▸ **WHAT YOU WILL DO**
Copy the lines of the rows below exactly as they appear, from the line with "of the paved" to the line with "pixel 228 141", including both of those lines.

Begin SUPPLIED MATERIAL

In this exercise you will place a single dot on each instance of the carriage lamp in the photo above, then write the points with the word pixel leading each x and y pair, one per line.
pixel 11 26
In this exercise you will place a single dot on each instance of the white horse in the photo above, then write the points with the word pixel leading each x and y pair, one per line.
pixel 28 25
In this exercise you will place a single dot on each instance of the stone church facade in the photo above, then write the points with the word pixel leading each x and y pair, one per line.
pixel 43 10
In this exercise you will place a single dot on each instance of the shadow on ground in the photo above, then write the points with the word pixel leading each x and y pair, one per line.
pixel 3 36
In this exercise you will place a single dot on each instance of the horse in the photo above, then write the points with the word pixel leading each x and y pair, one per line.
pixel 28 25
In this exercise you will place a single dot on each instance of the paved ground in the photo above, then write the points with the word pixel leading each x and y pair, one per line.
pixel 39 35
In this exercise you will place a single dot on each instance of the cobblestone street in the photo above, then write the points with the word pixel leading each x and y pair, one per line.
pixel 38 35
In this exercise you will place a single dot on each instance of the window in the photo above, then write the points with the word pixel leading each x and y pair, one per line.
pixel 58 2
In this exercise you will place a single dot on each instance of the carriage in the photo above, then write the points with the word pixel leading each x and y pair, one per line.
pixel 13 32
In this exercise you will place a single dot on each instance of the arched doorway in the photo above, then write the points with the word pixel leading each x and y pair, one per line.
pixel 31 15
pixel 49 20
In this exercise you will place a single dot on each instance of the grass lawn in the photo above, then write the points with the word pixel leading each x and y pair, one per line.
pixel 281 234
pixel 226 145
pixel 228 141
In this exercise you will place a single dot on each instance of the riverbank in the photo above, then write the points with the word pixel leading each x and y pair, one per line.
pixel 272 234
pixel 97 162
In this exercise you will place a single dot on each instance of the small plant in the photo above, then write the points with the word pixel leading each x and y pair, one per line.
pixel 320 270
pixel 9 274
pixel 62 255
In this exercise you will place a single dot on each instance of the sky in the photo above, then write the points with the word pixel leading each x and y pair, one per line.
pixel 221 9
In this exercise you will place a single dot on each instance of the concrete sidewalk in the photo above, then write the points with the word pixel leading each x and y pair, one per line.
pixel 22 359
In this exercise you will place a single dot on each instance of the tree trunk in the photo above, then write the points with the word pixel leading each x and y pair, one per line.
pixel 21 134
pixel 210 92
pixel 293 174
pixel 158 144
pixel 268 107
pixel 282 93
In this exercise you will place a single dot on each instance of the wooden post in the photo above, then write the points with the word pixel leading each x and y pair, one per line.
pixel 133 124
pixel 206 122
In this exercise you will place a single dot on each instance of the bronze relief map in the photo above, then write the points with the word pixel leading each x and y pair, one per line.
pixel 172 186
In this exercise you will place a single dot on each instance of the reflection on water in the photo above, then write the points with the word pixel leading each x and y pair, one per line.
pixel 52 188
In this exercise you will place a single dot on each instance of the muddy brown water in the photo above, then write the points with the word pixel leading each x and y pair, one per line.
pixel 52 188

End SUPPLIED MATERIAL

▸ **ANSWER IN FULL**
In this exercise you will place a single dot on each instance of the paved ground in the photo above, then write the points with the word pixel leading each x and y pair, one per line.
pixel 39 35
In this exercise you will place a single dot on each instance of the cobblestone street in the photo above, then write the points with the word pixel leading each x and y pair, one per line.
pixel 38 35
In this exercise you will place a single dot on each instance of the window in the photo above, then write the points with the word pixel leading each x and y pair, one per line.
pixel 58 2
In this exercise you will place a single dot on each instance of the carriage in the photo above, then write the points with the word pixel leading each x and y pair, one per line.
pixel 13 32
In this exercise you will place a single dot on each instance of the arched doorway in the photo above, then write the points with the word pixel leading each x and y pair, one per line.
pixel 31 15
pixel 49 20
In this exercise you will place a single dot on each instance of the grass lawn in the photo above, then write the points with the word pixel leading each x and y pair, one per line.
pixel 281 234
pixel 226 145
pixel 228 141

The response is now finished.